> **Problem statement**: The records that follow are to be reproduced verbatim.
· · · · ·
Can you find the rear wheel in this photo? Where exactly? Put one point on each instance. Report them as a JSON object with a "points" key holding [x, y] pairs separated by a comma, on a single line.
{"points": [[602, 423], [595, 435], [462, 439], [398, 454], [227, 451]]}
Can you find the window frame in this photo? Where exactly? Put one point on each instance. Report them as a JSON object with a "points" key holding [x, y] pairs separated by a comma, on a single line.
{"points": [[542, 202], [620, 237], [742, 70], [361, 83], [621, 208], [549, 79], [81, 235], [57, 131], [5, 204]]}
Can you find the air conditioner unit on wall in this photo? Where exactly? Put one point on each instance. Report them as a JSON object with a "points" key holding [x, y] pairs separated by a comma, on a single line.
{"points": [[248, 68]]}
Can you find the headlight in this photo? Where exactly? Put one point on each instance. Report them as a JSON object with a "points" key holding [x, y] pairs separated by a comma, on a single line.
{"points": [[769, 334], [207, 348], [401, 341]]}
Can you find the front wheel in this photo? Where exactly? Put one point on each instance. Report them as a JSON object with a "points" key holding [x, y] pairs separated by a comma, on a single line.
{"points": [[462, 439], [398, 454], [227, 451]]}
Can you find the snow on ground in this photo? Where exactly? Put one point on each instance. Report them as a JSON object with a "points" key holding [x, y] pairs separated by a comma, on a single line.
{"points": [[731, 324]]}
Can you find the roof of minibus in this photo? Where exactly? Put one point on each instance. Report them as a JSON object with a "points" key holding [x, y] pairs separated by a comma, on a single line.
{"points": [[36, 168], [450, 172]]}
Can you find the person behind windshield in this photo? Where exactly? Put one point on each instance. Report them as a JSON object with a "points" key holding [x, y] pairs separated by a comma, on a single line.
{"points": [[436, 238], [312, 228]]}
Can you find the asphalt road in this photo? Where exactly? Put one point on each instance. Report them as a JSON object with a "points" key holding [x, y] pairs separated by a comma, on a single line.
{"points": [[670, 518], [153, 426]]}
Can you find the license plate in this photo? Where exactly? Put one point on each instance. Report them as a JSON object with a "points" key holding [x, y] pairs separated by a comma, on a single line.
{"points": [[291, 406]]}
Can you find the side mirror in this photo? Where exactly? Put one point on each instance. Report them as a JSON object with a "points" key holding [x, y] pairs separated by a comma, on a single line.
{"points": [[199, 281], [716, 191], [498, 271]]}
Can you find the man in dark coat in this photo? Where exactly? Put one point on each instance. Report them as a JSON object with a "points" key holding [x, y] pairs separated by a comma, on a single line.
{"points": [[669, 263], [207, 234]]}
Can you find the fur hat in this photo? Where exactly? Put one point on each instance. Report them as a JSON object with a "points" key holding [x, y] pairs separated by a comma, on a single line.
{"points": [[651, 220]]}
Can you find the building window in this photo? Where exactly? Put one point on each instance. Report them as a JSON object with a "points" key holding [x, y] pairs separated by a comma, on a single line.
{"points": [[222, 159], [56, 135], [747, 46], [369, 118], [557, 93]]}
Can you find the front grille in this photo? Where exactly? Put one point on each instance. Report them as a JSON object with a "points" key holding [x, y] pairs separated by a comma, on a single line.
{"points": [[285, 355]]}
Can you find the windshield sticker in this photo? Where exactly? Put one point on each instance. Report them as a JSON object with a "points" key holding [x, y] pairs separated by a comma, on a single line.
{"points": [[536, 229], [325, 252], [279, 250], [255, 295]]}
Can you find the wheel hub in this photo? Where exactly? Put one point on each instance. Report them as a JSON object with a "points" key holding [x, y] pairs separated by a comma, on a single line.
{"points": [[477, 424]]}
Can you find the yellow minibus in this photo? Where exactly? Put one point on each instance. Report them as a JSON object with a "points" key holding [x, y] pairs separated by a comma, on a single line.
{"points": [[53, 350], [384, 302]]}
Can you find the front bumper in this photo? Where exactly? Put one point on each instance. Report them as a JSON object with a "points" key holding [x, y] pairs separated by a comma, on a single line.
· · · · ·
> **Answer section**:
Can you find the rear wheel in this photo? Where exactly? Put one point on each instance. Report them as a JSON object with a "points" key holding [x, y] pairs separated by a comma, on a single line.
{"points": [[602, 423], [595, 435], [462, 439], [398, 454], [227, 451]]}
Can you find the window frame in this photo? Where exactly? Put one point on each instance. Report them as a JSON object with a "points" key holding [x, y] pairs separated by a comma, on a single line.
{"points": [[542, 202], [620, 237], [742, 70], [361, 83], [621, 208], [549, 79], [81, 235], [57, 131], [5, 204]]}
Can you find the air conditioner unit on wall in this photo? Where exactly? Put one point on each instance. Report them as a JSON object with a "points" key holding [x, y] pairs separated by a comma, on a single line.
{"points": [[248, 68]]}
Can you find the headlight in this photo? Where exactly? Put one point on each instance. Report them as a JSON object with a "points" key holding [x, y] pairs separated by a comma, on a single line.
{"points": [[769, 334], [207, 348], [401, 341]]}
Can you find the front wheel in this photo? Where exactly? Put one point on each instance. Report them as a JSON object with a "points" key holding [x, y] pairs separated by a comma, on a single line.
{"points": [[462, 439], [398, 454], [227, 451]]}
Can you find the snow on ground in this photo? Where exactly? Put one point on each instance. Report them as a JSON object with a "points" key holding [x, y] pairs separated by a comma, on a single line.
{"points": [[731, 324]]}
Can you find the roof of minibus in this photo? Where exactly? Put one point on each instance. Report them as a JSON object with a "points" key holding [x, y] pairs separated by a comma, on a single line.
{"points": [[36, 168], [450, 172]]}
Can you find the person behind windshield in this photo? Where exactly? Put one point on each instance. Report them as a JSON object with a "points" key holding [x, y] pairs separated by a comma, on a single line.
{"points": [[436, 238], [312, 228]]}
Can you find the asphalt road in this photo? Where exactly? Put one point on each instance. Report them as a JSON object with a "points" key holding [x, y] pairs separated by a comma, on a single line.
{"points": [[670, 518], [153, 426]]}
Can you find the license plate in this photo? Where exactly? Put one point on each instance. Report them as a JSON object with a "points" key holding [x, y] pairs separated by a comma, on a single line.
{"points": [[291, 406]]}
Can you find the side mirror in this photo? Where exactly? Put one point on each instance. Report them as a JSON object with a "points" key holding [x, y] pairs separated by a comma, on a single line.
{"points": [[199, 281], [716, 191], [498, 271]]}
Can you find the man in dark coat in this photo? Where exactly? Put one point on each instance. Report them as a JSON object with a "points" key holding [x, y] pairs separated by a comma, on a single line.
{"points": [[669, 263], [207, 234]]}
Can you find the fur hat in this photo? Where exactly? Put one point on each instance. Report them as a JSON object with a "points" key holding [x, y] pairs separated by a comma, on a single line.
{"points": [[651, 220]]}
Can you find the building window in this photo? Where exactly? Put one point on each instance. Report them as a JSON object with a "points" key holding [x, y] pairs separated by a comma, on a single line.
{"points": [[222, 159], [56, 135], [747, 46], [369, 118], [557, 93]]}
Can you find the front grille in this photo? Where exactly? Put one point on each instance. Report them as a JSON object with a "points" key holding [x, y] pairs separated by a comma, on a single line.
{"points": [[285, 355]]}
Can you find the windshield sticker in this photo? Where exactly? Put one point on each instance. Report them as a JSON object with a "points" key holding [x, y] pairs separated by a comma, on a single line.
{"points": [[536, 229], [325, 252], [279, 250], [255, 295]]}
Can you find the wheel hub in this photo? Where exactly? Put one point on each instance. Report them as a JSON object with a "points" key holding [x, y] pairs separated by a comma, on a single line.
{"points": [[477, 424]]}
Can you find the yellow minibus in this photo? Where exactly? Put one point on each instance. Report them as a JSON object with a "points" key holding [x, y] pairs separated by a comma, on a single line.
{"points": [[53, 350], [384, 302]]}
Can you find the front bumper in this photo? Where exactly? Put one point on each instance. Report them as a JSON object with a "points" key holding [x, y] pairs separated by a comma, on a single line.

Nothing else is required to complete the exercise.